◆ **Task requirements**:
a – Print the passage of the message on URI scheme registry status categories between "I am reviewing" and "community-managed...)", inclusive.
b – Output the lines of the records between the line holding "Question. Put a marker on each instance of the seated" and the end of the records, inclusive, reproducing them exactly and including nothing else.

◆ **Document segment**:

□ □ □ □

RE: Proposed Status Categories for URI Scheme registry

I am reviewing Stu Weibel's proposal's permanent, provisional, and
vernacular vs. draft-hansen-2717bis-2718bis-uri-guidelines-02.txt's
permanent and provisional. My impression after reviewing the differences
is that weibel-vernacular is most like hansen-provisional, and
weibel-permanent and weibel-provisional are most like two levels
within hansen-permanent:

>    Documented by 
          weibel-permanent: Standards Track RFC
          weibel-provisional: at least an Informational RFC
          weibel-vernacular:  unspecified (none | author-managed |
                                  community-managed...)
          hansen-permanent: Any RFC status (if IANA considerations
              call for permanent registration)
          hansen-provisional: IANA template
          

That is, both weibel-permanent and weibel-provisional have
a more stringent requirement for publication than hansen-permanent.
I'm not sure why, though. I believe that approval for publication
of any RFC with an 'IANA considerations' section is a sufficient
gate for insuring that the IANA registered values have been evaluated
by the process required for membership in that IANA registry, and
that further distinction based on standards-track status of the
document is not required. And weibel-vernacular allows registration
without even an IANA template being filled out, making the
registry not particularly useful.


>    Technical Review
         weibel-permanent: Must pass "full technical review"
         weibel-provisional: Must pass "provisional technical review
           (details and scope open to discussion)"
         weibel-vernacular: No review required, may have wiki-comments
         hansen-permanent: Must pass 'technical review'
            against the criteria in the draft.
         hansen-provisional: no technical review required
            
I'm not sure what difference were in mind for a "provisional technical
review". Draft-hansen tries to lay out what the technical criteria
are for URI schemes so that the "technical review" can be judged
against something other than personal preference. If you think that
the criteria laid out in draft-hansen are too stringent for some
URI schemes, let's discuss which criteria should be removed or
changed. I'm not in favor of having two sets of criteria, one for
"provisional" and one for "permanent", and I am not in favor of having
a "technical review" without an explicit set of criteria for 
that review. At least, this is something we were trying to fix
in hansen-, and part of the reason for combining 2717 and 2718. 

>    Unique token 
      weibel-permanent: assured
      weibel-provisional: assured
      weibel-vernacular: not assured
      hansen-permanent: assured
      hansen-provisional: not assured

I think this was the area that caused the most concern on the
mailing list, but the proposals aren't so significantly different
here. hansen- requires unique tokens for permanent registration
and not for others.

□ □ □ □

◆ **Supplied information**:
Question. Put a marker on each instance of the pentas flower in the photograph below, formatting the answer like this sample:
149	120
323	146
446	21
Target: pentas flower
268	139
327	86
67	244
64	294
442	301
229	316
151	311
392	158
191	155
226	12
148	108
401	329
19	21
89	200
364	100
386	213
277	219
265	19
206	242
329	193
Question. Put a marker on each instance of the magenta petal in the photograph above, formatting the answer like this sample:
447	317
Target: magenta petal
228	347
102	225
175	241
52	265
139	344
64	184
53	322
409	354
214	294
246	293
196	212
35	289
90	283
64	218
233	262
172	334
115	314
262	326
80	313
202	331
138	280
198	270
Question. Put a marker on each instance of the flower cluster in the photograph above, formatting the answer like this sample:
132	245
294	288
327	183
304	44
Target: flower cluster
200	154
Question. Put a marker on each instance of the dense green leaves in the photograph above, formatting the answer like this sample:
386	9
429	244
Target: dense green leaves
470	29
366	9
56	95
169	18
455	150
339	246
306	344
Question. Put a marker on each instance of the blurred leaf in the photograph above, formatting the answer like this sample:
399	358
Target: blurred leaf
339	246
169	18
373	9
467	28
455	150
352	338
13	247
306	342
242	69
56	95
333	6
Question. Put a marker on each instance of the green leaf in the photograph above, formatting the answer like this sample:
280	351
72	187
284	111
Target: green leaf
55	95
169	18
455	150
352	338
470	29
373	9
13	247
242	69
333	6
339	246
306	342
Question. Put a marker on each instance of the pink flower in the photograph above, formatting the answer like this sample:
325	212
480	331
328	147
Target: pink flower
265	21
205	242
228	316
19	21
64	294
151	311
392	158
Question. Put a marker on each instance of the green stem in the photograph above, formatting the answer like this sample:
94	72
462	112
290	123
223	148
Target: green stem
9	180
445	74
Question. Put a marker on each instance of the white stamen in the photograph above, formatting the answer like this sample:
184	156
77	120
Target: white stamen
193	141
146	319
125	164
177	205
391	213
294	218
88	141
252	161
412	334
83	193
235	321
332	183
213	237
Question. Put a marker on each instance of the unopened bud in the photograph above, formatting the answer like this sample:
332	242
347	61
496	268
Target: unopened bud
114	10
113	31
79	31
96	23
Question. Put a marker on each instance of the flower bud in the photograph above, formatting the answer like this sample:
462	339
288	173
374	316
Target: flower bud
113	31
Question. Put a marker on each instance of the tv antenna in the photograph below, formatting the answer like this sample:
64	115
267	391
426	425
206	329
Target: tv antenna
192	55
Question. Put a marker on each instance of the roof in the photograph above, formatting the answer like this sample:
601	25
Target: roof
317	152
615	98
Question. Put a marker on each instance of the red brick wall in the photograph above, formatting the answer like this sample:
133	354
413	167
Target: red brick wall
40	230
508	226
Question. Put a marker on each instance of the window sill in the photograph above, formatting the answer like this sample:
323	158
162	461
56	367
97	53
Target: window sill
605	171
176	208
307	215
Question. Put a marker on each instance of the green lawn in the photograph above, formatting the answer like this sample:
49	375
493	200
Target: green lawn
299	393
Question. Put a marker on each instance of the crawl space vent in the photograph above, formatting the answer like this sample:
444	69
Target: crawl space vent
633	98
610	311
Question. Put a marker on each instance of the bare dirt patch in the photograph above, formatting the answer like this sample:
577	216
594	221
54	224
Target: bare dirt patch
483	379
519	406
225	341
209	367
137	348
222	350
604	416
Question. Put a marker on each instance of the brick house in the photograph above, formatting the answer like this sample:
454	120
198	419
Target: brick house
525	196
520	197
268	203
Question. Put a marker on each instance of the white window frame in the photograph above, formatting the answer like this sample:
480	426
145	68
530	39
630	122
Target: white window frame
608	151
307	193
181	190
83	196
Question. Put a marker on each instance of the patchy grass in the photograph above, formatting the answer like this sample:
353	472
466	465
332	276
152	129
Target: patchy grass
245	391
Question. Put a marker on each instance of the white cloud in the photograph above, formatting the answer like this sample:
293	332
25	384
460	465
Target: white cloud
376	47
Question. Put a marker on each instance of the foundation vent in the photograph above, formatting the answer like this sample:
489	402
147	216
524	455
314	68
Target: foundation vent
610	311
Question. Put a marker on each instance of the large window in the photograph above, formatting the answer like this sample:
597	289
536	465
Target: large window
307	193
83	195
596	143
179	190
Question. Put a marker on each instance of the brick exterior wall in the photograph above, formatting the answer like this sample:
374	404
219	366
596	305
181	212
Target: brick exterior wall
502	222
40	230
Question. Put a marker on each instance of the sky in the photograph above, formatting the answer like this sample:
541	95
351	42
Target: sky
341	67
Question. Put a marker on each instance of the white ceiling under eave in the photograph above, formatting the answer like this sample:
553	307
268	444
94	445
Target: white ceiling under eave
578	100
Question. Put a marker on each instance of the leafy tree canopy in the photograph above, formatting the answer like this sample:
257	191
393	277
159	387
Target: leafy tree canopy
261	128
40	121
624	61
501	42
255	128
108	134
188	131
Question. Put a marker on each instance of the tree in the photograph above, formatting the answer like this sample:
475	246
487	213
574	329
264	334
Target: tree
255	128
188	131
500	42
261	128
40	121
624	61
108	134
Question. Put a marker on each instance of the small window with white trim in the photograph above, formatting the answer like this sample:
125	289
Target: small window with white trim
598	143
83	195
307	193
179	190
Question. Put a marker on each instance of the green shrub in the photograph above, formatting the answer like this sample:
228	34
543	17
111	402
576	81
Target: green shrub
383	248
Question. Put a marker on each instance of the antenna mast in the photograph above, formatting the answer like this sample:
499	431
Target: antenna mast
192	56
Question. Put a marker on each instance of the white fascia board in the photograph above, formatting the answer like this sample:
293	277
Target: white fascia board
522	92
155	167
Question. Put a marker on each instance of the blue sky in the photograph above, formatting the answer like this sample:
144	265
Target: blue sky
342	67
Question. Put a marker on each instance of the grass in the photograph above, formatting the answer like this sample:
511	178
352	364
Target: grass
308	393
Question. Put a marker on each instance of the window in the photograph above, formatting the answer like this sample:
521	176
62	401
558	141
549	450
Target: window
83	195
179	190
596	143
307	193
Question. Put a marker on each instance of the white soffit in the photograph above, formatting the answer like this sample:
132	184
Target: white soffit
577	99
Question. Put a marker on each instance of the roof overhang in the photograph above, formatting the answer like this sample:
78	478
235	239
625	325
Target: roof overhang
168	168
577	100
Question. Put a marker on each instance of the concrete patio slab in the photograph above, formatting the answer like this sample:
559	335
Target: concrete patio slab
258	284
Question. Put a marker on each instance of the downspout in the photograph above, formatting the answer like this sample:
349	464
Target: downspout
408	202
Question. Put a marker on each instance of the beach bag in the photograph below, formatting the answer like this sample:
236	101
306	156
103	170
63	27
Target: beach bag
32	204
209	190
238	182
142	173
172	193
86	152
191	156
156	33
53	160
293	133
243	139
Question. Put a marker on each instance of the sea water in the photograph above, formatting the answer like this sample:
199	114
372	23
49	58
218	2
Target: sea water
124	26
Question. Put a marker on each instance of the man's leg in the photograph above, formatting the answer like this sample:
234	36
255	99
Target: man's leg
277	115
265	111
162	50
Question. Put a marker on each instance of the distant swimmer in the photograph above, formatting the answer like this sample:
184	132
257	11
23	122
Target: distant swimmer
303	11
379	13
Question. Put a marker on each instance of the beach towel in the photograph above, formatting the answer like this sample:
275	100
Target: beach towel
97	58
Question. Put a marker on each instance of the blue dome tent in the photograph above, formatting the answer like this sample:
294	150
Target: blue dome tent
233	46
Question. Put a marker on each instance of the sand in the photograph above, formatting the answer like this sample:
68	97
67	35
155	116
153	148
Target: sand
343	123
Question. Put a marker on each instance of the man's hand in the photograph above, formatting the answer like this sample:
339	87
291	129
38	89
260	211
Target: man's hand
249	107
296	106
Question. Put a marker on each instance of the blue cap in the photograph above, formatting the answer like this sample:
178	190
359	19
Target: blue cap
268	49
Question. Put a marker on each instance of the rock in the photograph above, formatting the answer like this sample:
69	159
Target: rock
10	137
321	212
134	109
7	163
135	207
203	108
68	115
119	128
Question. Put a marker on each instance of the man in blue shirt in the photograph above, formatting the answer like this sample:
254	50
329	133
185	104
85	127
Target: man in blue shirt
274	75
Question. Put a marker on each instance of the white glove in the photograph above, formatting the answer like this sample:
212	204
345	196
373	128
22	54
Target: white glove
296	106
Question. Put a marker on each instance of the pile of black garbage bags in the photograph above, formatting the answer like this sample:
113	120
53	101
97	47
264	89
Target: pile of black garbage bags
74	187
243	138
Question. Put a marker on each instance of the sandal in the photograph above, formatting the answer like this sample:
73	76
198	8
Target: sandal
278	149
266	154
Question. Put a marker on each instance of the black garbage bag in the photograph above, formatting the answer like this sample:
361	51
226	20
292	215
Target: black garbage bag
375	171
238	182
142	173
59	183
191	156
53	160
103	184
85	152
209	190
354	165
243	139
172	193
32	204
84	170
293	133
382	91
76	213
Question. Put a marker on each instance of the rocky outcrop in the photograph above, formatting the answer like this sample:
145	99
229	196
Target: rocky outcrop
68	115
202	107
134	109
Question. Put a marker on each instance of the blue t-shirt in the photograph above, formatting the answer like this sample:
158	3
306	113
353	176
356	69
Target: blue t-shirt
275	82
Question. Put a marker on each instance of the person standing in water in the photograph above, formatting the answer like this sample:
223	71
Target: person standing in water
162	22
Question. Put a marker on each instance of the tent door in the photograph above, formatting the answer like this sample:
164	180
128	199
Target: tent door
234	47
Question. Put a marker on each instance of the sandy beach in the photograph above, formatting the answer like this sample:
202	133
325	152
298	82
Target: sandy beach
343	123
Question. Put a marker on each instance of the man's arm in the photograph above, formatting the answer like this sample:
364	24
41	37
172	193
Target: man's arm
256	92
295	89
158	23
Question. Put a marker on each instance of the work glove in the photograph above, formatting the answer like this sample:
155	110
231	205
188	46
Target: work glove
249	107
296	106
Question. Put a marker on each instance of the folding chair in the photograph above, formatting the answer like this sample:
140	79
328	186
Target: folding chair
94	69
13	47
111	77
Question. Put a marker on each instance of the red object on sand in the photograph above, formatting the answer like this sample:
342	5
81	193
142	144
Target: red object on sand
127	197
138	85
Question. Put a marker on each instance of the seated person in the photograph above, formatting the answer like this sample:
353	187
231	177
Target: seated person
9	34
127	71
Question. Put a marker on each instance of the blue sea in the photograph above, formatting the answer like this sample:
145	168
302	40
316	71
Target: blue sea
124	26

□ □ □ □

◆ **Task-by-task answers**:
a –
I am reviewing Stu Weibel's proposal's permanent, provisional, and
vernacular vs. draft-hansen-2717bis-2718bis-uri-guidelines-02.txt's
permanent and provisional. My impression after reviewing the differences
is that weibel-vernacular is most like hansen-provisional, and
weibel-permanent and weibel-provisional are most like two levels
within hansen-permanent:

>    Documented by 
          weibel-permanent: Standards Track RFC
          weibel-provisional: at least an Informational RFC
          weibel-vernacular:  unspecified (none | author-managed |
                                  community-managed...)

b –
Question. Put a marker on each instance of the seated person in the photograph above, formatting the answer like this sample:
353	187
231	177
Target: seated person
9	34
127	71
Question. Put a marker on each instance of the blue sea in the photograph above, formatting the answer like this sample:
145	168
302	40
316	71
Target: blue sea
124	26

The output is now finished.